> **EXERCISE**: Only one stretch of the records below should be repeated. It starts with the line containing "Emit the bounding box for the yellow" and goes on through the line containing "Emit the bounding box for the flower", exactly as written.

(Spatial localization data)
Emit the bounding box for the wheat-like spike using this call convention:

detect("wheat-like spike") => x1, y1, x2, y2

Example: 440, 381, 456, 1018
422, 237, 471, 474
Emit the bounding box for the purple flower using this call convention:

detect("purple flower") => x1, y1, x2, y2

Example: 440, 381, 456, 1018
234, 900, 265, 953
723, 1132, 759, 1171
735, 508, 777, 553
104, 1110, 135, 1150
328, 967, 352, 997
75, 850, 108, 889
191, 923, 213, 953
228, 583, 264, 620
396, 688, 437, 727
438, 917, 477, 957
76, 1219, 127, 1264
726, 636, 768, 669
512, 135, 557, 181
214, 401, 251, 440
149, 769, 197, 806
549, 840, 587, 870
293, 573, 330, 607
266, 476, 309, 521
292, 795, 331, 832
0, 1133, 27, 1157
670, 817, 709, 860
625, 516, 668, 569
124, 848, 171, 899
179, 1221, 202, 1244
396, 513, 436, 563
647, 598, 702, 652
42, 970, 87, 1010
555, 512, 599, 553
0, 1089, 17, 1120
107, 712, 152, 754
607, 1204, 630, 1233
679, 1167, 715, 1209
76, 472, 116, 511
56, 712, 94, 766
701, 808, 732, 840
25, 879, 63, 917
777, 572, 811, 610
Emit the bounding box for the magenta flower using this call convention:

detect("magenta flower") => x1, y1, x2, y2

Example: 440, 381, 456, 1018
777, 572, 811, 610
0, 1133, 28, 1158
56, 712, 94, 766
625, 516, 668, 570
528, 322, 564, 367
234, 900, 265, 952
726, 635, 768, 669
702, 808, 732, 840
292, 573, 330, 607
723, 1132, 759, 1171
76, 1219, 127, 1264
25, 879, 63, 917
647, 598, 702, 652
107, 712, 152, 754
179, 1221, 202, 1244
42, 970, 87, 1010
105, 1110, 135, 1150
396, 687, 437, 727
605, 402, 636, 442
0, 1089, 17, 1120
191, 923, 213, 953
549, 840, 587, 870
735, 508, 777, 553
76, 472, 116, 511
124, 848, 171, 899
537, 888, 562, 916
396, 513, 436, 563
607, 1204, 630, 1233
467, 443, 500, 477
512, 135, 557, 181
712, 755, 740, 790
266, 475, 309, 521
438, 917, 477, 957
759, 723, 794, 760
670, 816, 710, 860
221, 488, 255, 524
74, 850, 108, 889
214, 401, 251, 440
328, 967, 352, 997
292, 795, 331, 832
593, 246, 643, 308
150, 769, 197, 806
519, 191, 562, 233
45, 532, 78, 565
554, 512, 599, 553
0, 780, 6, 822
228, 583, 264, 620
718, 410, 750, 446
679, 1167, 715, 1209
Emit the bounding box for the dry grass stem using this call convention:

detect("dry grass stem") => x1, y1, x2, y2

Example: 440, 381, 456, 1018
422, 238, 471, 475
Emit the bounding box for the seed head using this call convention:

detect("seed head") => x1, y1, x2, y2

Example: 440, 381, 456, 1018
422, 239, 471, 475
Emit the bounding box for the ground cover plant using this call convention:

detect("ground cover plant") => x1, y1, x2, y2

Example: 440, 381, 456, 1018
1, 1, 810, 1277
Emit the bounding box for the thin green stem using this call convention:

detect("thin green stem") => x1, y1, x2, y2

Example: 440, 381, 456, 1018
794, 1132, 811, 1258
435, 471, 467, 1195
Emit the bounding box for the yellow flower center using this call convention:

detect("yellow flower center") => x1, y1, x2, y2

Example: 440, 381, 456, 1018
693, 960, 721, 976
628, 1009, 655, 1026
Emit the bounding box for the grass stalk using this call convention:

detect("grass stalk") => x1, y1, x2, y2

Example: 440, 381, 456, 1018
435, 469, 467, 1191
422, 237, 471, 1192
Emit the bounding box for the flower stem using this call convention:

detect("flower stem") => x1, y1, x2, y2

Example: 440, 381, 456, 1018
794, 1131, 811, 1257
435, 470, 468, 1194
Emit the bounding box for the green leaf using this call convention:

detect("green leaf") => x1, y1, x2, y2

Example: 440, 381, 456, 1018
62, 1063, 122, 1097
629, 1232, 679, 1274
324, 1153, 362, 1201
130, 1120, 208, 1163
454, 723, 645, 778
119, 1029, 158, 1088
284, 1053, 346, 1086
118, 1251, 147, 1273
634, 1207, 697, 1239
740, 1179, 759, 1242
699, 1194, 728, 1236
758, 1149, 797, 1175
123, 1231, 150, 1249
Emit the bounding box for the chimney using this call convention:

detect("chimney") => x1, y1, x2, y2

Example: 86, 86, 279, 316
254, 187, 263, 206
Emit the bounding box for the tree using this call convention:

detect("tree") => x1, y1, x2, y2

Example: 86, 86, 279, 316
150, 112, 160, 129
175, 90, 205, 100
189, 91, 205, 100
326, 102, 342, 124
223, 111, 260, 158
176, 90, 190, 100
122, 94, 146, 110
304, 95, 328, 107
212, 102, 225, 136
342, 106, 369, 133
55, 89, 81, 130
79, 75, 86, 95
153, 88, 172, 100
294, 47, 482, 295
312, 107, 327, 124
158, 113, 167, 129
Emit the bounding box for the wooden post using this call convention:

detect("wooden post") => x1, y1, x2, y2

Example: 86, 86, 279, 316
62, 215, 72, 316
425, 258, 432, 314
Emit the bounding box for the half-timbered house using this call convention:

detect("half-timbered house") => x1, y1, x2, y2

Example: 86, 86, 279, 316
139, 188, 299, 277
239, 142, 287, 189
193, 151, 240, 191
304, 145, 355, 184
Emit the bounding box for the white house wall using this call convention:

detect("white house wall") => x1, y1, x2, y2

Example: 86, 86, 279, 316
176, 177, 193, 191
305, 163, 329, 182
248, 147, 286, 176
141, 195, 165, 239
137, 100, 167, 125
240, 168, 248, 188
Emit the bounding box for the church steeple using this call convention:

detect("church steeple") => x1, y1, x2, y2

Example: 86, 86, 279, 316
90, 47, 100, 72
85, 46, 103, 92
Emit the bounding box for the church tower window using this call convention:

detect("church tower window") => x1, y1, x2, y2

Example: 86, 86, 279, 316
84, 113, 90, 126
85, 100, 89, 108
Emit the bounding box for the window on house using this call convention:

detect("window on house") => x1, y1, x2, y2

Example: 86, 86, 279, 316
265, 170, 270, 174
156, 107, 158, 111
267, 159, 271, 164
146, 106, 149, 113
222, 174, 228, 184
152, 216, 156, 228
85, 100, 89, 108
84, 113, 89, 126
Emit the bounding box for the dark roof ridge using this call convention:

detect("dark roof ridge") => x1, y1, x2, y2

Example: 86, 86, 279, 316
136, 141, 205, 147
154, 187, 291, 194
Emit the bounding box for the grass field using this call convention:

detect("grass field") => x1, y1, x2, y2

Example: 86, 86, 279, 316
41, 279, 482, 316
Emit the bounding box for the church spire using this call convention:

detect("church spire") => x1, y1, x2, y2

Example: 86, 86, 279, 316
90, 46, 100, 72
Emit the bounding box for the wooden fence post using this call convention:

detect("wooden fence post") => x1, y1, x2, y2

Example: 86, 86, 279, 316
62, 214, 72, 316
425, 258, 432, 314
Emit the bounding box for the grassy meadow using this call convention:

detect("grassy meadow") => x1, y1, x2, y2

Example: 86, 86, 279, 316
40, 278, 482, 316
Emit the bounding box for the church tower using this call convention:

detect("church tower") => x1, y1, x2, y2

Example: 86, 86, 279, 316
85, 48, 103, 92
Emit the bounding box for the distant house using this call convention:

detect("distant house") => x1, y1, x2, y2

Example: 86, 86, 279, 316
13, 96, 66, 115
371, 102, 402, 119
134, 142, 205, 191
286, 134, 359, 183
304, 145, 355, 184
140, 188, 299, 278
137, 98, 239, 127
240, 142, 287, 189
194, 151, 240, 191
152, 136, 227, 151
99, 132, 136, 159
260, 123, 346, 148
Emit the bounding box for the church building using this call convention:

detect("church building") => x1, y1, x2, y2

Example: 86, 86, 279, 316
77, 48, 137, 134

> **RESULT**:
Emit the bounding box for the yellow flower center using this call convention:

detect("yellow flower center") => x1, y1, x2, y2

Example: 440, 381, 456, 1018
693, 960, 721, 976
628, 1009, 655, 1026
Emit the bounding box for the grass stalk using this call convention:

detect("grass stalk") => x1, y1, x2, y2

Example: 440, 381, 456, 1018
435, 469, 467, 1191
422, 237, 471, 1192
Emit the bounding box for the flower stem using this call convention:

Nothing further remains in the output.